[BEGIN]

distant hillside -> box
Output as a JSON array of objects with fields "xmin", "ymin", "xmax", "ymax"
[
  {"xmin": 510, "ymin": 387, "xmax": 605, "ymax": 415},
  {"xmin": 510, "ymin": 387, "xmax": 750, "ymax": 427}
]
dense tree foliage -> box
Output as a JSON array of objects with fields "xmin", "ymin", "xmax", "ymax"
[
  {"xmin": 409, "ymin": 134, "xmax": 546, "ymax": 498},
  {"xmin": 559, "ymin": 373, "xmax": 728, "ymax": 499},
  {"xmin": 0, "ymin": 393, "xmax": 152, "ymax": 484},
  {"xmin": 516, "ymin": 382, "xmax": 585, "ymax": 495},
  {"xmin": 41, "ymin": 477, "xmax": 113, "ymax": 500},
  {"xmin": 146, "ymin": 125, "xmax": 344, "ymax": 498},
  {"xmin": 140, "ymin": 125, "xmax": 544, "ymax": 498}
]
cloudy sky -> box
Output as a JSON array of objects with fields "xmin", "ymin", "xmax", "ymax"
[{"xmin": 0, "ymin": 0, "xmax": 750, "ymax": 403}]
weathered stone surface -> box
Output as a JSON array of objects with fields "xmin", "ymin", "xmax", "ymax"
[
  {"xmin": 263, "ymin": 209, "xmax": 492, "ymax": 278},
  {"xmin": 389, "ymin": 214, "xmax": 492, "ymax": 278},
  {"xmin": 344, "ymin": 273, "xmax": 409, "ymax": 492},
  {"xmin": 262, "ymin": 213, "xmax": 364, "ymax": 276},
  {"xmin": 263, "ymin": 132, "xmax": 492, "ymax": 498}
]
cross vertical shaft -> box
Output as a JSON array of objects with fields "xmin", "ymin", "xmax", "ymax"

[END]

JOB — Reproduce every row above without changing a single character.

SOLUTION —
distant hillside -> box
Output as a JSON array of objects with fields "xmin", "ymin", "xmax", "ymax"
[
  {"xmin": 510, "ymin": 387, "xmax": 605, "ymax": 415},
  {"xmin": 510, "ymin": 387, "xmax": 750, "ymax": 427}
]
dense tree foliage -> box
Output as a JSON array of objects with fields "xmin", "ymin", "xmax", "ymax"
[
  {"xmin": 409, "ymin": 134, "xmax": 546, "ymax": 498},
  {"xmin": 559, "ymin": 373, "xmax": 728, "ymax": 499},
  {"xmin": 0, "ymin": 393, "xmax": 152, "ymax": 484},
  {"xmin": 516, "ymin": 382, "xmax": 585, "ymax": 495},
  {"xmin": 41, "ymin": 477, "xmax": 113, "ymax": 500},
  {"xmin": 146, "ymin": 125, "xmax": 344, "ymax": 498},
  {"xmin": 140, "ymin": 125, "xmax": 544, "ymax": 498}
]
cloudy sky -> box
Output as a JSON array of objects with fields "xmin", "ymin", "xmax", "ymax"
[{"xmin": 0, "ymin": 0, "xmax": 750, "ymax": 403}]
weathered stone surface -> box
Output as a JSON array of objects with fields "xmin", "ymin", "xmax", "ymax"
[
  {"xmin": 263, "ymin": 209, "xmax": 492, "ymax": 278},
  {"xmin": 389, "ymin": 214, "xmax": 492, "ymax": 278},
  {"xmin": 344, "ymin": 273, "xmax": 409, "ymax": 492},
  {"xmin": 262, "ymin": 213, "xmax": 364, "ymax": 276},
  {"xmin": 263, "ymin": 132, "xmax": 492, "ymax": 498}
]
cross vertical shaft -> box
Output as a JSON array of objects with fields "xmin", "ymin", "xmax", "ymax"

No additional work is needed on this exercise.